=== Provided text ===
— BEGIN —

He was now fairly shut up in the bayou by the rebels.

“The first firing of the gunboats was heard by General Sherman near the Shelby plantation. He urged his troops forward, and after an hour’s hard marching, the advance, deployed as skirmishers, came upon a body of the enemy who had passed by the force which had been engaged. Immediately engaging them, the enemy stood a while disconcerted by the unexpected attack, fought a short time, and gave way.

“The next effort of the rebels was to pass around our lines in the afternoon and night, and throw their whole force still further below us; General Stuart, with four regiments, marched on Hill’s plantation the same morning, having run his transports in the night, and immediately advanced one regiment up Deer Creek, and another still further to the right. The rebels, who were making a circuit about General Sherman, thus found the whole line occupied, and abandoned the attempt to cut off the gunboats for that day. During the afternoon the troops and gunboats all arrived at Hill’s plantation.

“There were destroyed by our troops and by the rebels at least two thousand bales of cotton, fifty thousand bushels of corn, and the gins and houses of the plantations whose owners had obstructed our progress, and joined in the warfare. The resources of the country we found ample to subsist the army at Vicksburg for some length of time, and by the destruction of them we crippled the enemy so far.”

— END —

=== Data extract ===
— BEGIN —

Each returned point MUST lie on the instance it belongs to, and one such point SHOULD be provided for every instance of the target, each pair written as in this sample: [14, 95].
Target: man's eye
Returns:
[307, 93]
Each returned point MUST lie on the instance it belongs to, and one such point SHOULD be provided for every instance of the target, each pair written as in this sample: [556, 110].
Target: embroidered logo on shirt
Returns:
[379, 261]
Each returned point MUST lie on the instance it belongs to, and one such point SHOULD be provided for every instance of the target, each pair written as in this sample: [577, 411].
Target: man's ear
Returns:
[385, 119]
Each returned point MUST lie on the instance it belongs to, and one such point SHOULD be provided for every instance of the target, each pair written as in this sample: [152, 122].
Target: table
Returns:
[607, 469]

— END —
— BEGIN —

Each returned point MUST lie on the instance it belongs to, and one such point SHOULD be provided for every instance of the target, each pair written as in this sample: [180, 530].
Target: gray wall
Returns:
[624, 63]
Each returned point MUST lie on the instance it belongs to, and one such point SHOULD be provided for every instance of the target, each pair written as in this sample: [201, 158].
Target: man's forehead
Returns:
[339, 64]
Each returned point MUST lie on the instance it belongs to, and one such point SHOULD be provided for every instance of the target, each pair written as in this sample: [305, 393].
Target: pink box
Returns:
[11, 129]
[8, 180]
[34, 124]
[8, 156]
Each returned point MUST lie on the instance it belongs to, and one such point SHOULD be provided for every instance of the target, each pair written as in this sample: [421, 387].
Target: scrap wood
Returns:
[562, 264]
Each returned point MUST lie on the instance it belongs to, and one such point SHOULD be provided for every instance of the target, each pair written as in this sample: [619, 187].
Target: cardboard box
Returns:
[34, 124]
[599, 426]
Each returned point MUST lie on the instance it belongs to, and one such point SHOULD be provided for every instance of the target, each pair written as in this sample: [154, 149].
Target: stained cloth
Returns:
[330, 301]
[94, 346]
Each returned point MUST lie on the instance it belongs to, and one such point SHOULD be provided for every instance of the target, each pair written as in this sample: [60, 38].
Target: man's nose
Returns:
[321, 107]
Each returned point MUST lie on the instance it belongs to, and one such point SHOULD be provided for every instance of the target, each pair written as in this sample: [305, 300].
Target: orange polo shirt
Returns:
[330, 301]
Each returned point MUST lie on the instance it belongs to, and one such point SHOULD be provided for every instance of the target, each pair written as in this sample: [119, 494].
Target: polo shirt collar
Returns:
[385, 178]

— END —

=== Direction 1 ===
From the Deer Creek account, copy the passage from "He was now fairly" up to and including "and gave way.".
=== Direction 2 ===
Turn the paragraph in the Deer Creek account that begins "The next effort of the rebels" into a short bulleted list of its main facts.
=== Direction 3 ===
According to the Deer Creek account, how many bales of cotton were destroyed?

=== Written response 1 ===
He was now fairly shut up in the bayou by the rebels.

“The first firing of the gunboats was heard by General Sherman near the Shelby plantation. He urged his troops forward, and after an hour’s hard marching, the advance, deployed as skirmishers, came upon a body of the enemy who had passed by the force which had been engaged. Immediately engaging them, the enemy stood a while disconcerted by the unexpected attack, fought a short time, and gave way.

=== Written response 2 ===
- The rebels tried to pass around our lines in the afternoon and night and throw their whole force further below.
- That same morning, General Stuart marched four regiments on Hill's plantation after running his transports in the night.
- He sent one regiment up Deer Creek and another further to the right.
- Finding the whole line occupied, the rebels abandoned the attempt to cut off the gunboats for that day.
- During the afternoon all the troops and gunboats arrived at Hill's plantation.

=== Written response 3 ===
At least two thousand bales.